> [How to complete this task] What lines in the records below hold the string "left"? Please show them.

> [Source material]
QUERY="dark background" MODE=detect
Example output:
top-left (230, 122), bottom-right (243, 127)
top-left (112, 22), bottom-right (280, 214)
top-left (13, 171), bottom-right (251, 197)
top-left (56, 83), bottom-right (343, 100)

> [Answer below]
top-left (230, 122), bottom-right (243, 127)
top-left (112, 22), bottom-right (280, 214)
top-left (13, 171), bottom-right (251, 197)
top-left (56, 83), bottom-right (343, 100)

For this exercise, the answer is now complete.